I REMEMBER with Alfred Mulenga –
Most Zambians must have been delighted to learn that a team of prospective investors from the United Kingdom (UK) arrived in the country led by the Lord Mayor of London, Jeffrey Mountevans to strengthen bilateral trade between Zambia and her former colonial power.
Lord Mayor Mountevans, who heads the City of London’s authority, had been quoted in a prelude to the tour as saying that the main objective of his visit was ‘to build a partnership between our two countries.’
“I want to make sure that the City of London and the rest of the UK are Zambia’s first thought when they want to do business. Bilateral trade between Zambia and the UK, which has reached record levels, is expected to continue with its strong growth,” he said.
That is excellent news indeed especially if the tour results in new British industries being set up in various parts of Zambia under the Patriotic Front (PF) administration, which has since coming to power in 2011, laced the entire country with a network of first-class infrastructure, including tarred roads and bridges.
The projects have been severely criticized in certain quarters, but it goes without saying that these facilities are some of the major considerations any investor looking for a quick return on investment takes into account. With a good road network in place the investor is assured he will be able to received the necessary raw materials and machinery in good time and then transport his manufactured goods to the various markets within the country, the Southern African Development Community (SADC) region and beyond.
In the past foreign and local investors alike were reluctant to venture outside the line of rail from Livingstone to Bancroft (Chililabombwe) to the hinterland because the absence of such facilities acted as a disincentive with the unfortunate result that the countryside has remained largely underdeveloped despite the fact that Zambia gained its political independence from Britain some 51 years back.
Against this backdrop, one would say that Lord Mayor Moutevans and his delegation’s visit to Zambia is also opportune in sense that it will go along way in helping to bridge even further the wide gulf that developed between Zambia and the UK after the Unilateral Declaration of Independence (UDI) by Ian Smith in November 1965; and the failure by Britain to crush the ‘rebellion against the British crown’ in ‘weeks rather than months’, as former British Prime Minister Harold Wilson had initially promised.
It must be recalled that UDI created insurmountable economic problems for Zambia, which had just celebrated its first independence anniversary (only 12 months) before Smith and his Rhodesia Front (RF) gang defied world opinion and seized power in Salisbury (now Harare), the capital of the breakaway former British colony.

* _Prompt a_: Please rewrite the stretch of records from the line containing "Spot the blue" through the end of the records, replacing "put a point" with "place a dot" and leaving everything else unchanged.
The article above and the records that come next are separate, unrelated material.

* _Source records_:
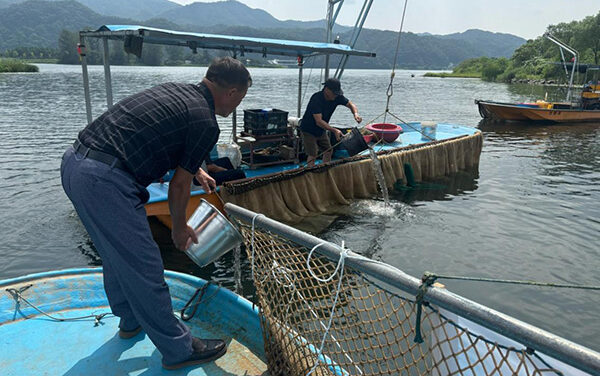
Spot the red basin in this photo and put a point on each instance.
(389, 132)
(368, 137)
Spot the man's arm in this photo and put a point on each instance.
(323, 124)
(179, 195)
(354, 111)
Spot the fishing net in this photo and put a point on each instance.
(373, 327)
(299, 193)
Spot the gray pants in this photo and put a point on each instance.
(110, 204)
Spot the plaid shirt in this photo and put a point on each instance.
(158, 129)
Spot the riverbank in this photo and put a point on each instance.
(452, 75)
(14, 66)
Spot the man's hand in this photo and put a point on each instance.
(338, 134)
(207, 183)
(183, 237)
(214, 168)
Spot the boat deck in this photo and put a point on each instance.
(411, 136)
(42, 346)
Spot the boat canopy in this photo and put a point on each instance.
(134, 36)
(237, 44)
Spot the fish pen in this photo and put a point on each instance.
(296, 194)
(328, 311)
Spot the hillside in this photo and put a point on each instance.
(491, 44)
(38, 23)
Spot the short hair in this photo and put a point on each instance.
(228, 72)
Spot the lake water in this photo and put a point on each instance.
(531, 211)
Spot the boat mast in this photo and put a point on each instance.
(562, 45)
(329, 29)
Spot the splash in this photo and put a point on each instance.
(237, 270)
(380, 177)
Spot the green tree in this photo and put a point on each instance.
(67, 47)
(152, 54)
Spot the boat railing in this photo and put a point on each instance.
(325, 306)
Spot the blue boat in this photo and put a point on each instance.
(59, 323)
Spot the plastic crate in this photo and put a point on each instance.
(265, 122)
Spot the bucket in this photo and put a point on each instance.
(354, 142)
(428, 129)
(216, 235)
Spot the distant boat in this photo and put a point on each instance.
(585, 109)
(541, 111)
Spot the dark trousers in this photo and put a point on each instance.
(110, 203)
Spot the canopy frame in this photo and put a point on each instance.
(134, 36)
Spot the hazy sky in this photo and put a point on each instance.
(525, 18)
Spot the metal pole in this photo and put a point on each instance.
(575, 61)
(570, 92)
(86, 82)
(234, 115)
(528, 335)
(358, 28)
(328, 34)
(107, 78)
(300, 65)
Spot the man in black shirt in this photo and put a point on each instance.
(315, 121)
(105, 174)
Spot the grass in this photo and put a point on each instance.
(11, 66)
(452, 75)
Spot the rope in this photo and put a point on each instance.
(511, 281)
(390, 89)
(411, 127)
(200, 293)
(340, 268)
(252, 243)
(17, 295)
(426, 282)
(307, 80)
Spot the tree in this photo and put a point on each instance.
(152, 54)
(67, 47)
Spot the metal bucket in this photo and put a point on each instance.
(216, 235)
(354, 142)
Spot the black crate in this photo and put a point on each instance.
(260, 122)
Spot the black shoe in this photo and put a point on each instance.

* _Prompt b_: In the article, who led the team of prospective investors from the United Kingdom that arrived in Zambia?

* _Expected answer a_:
Spot the blue boat in this photo and place a dot on each instance.
(59, 323)
Spot the plastic crate in this photo and place a dot on each instance.
(265, 122)
Spot the bucket in this photo and place a dot on each instance.
(354, 142)
(428, 129)
(216, 235)
Spot the distant boat in this photo and place a dot on each instance.
(585, 109)
(541, 111)
Spot the dark trousers in this photo and place a dot on each instance.
(110, 203)
Spot the canopy frame in this photo and place a dot on each instance.
(134, 36)
Spot the hazy sky in this photo and place a dot on each instance.
(525, 18)
Spot the metal pole in this photo and place a dot on each instance.
(575, 61)
(570, 92)
(86, 82)
(234, 115)
(528, 335)
(358, 28)
(328, 34)
(107, 78)
(300, 65)
Spot the man in black shirt in this photo and place a dot on each instance.
(315, 121)
(105, 174)
Spot the grass in this photo and place a dot on each instance.
(11, 66)
(452, 75)
Spot the rope in this photo and place a dot on each instance.
(511, 281)
(390, 89)
(411, 127)
(200, 293)
(340, 268)
(252, 243)
(17, 295)
(426, 282)
(307, 80)
Spot the tree in this photo and place a dot on each instance.
(152, 54)
(67, 47)
Spot the metal bucket in this photo and place a dot on each instance.
(216, 235)
(354, 142)
Spot the black crate in this photo and place a dot on each instance.
(260, 122)
Spot the black shoe in this photo and place a dot on each instance.

* _Expected answer b_: The Lord Mayor of London, Jeffrey Mountevans.